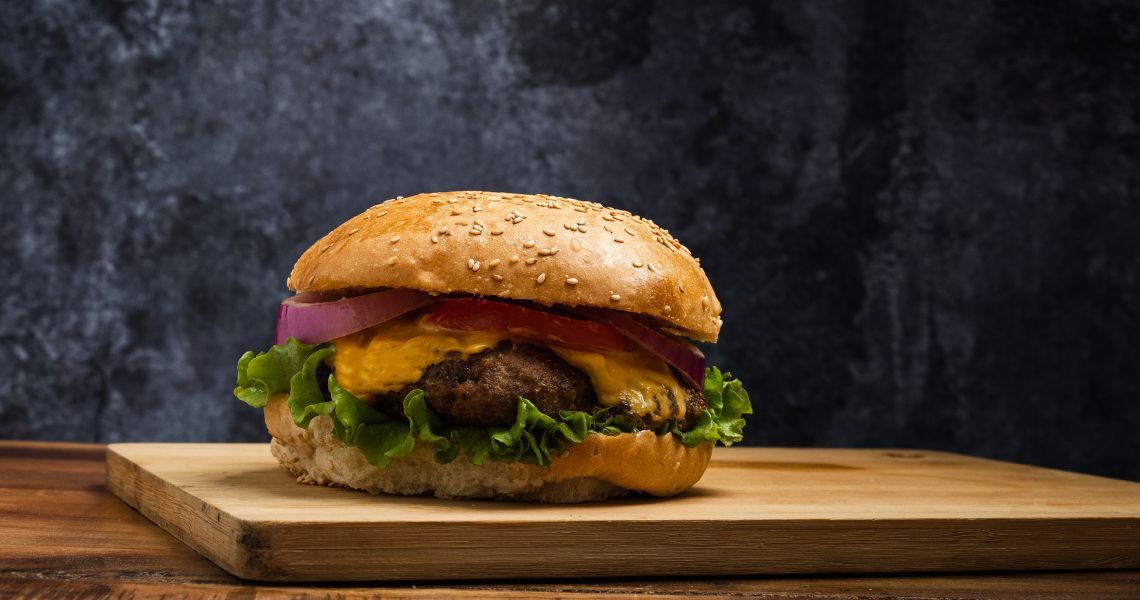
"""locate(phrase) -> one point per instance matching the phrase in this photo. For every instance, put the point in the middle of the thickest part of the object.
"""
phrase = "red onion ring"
(319, 322)
(685, 357)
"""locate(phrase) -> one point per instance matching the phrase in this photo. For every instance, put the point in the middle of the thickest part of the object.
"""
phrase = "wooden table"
(63, 535)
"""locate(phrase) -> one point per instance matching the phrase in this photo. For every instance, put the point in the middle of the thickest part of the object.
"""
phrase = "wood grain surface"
(756, 511)
(65, 536)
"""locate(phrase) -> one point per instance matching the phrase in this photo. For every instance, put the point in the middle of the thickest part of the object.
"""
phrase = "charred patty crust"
(483, 389)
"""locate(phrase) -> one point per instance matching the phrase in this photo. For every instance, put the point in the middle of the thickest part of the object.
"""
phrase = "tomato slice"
(471, 314)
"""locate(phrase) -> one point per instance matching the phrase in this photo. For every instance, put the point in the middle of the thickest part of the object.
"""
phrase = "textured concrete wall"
(922, 218)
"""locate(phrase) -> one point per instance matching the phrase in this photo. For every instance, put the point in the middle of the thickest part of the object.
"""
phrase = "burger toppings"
(532, 437)
(322, 319)
(683, 356)
(395, 355)
(471, 314)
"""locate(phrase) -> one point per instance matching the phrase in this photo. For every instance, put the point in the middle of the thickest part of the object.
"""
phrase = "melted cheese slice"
(637, 378)
(390, 356)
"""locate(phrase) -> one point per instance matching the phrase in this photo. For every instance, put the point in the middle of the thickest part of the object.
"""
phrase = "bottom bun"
(599, 468)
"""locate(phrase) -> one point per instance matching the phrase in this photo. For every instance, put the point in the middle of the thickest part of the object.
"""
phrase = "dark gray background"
(922, 218)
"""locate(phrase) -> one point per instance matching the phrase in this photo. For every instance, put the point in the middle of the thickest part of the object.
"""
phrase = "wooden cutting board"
(756, 511)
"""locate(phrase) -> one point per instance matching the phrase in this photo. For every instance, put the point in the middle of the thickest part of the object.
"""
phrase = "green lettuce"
(534, 437)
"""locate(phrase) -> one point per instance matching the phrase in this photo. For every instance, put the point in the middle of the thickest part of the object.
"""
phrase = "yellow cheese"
(636, 378)
(390, 356)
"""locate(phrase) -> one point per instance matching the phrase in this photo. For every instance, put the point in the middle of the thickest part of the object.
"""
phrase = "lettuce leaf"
(534, 437)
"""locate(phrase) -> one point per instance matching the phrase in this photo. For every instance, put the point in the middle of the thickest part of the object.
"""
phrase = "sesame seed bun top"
(544, 249)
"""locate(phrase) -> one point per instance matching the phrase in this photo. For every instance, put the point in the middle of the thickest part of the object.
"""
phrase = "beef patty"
(483, 389)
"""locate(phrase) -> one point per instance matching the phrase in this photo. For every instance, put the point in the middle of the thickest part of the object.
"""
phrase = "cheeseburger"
(507, 346)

## To do
Reproduce the entire listing exactly, except for any pictures it contains.

## Result for this task
"""locate(phrase) -> one point per instance matching the phrase in this photo. For every instance, put the point in the middle of the thickest part of the object.
"""
phrase = "red onion ring"
(319, 322)
(685, 357)
"""locate(phrase) -> one point per instance matching the phrase in this photo. For every instance, put the point in the middle of the thickest part of the object.
"""
phrase = "wooden table"
(63, 535)
"""locate(phrase) -> one point per instance matching the phrase in this photo. For every instance, put the point in the middle of the thickest part of the object.
"""
phrase = "wood grain surface"
(756, 511)
(65, 536)
"""locate(phrase) -> one point per instance matching the phrase in this photo. For every instance, put the point in the middle of the thickest part of the object.
"""
phrase = "charred patty crust"
(483, 389)
"""locate(phrase) -> one point per instance matching the phrase in this photo. For every instance, put the point in the middle of the thickest part of the object.
"""
phrase = "tomato slice"
(471, 314)
"""locate(phrase) -> one point per instance matching the phrase in this photo. For every instance, put the point in the middle of the thickest part of the object.
"""
phrase = "textured concrete wall"
(922, 218)
"""locate(phrase) -> one point per instance matching the phrase in this photo. For every instance, put the point in the middle of the thickest part of the object.
"""
phrase = "burger toppings"
(532, 437)
(322, 319)
(683, 356)
(395, 355)
(471, 314)
"""locate(phrase) -> one point per instance matching the phrase in this photo. For every instance, put the point in the middle of the thickest part of the object.
"""
phrase = "melted cheese slice"
(637, 378)
(390, 356)
"""locate(phrase) -> one point per instance matching the phrase in this photo. For every instance, put the point in the middle of the thickest part of the object.
"""
phrase = "bottom bun"
(599, 468)
"""locate(phrase) -> one point per instance matching the phrase in this photo. For every instance, put the point in the middle of the thickest part of the object.
"""
phrase = "dark gray background"
(922, 218)
"""locate(phrase) -> one point per instance matching the phrase in this photo. For every instance, put the point in the middle of the thickest part of the object.
"""
phrase = "wooden cutting board"
(756, 511)
"""locate(phrase) -> one point per instance matching the phrase in this photo. For every instance, put the point in the middle of the thickest part of the object.
"""
phrase = "green lettuce"
(534, 437)
"""locate(phrase) -> one point per instance matching the phrase in this photo. For every instance, put the point in the middle of the thickest part of the object.
"""
phrase = "yellow cheese"
(636, 378)
(390, 356)
"""locate(phrase) -> one point per instance matching the phrase in this photo. For every instance, put the point in the middle of the thickest part of the object.
"""
phrase = "lettuce leaf"
(534, 437)
"""locate(phrase) -> one point per instance matching the phrase in this photo. For every instance, put the point in the middle of the thickest part of the object.
"""
phrase = "sesame seed bun top"
(544, 249)
"""locate(phrase) -> one point per instance matching the phrase in this photo. For every instance, put the point in the middle of the thickest part of the object.
"""
phrase = "beef patty"
(483, 389)
"""locate(phrase) -> one point per instance matching the phrase in this photo. For every instance, put the point in the middle of the thickest part of the object.
"""
phrase = "cheeseburger"
(507, 346)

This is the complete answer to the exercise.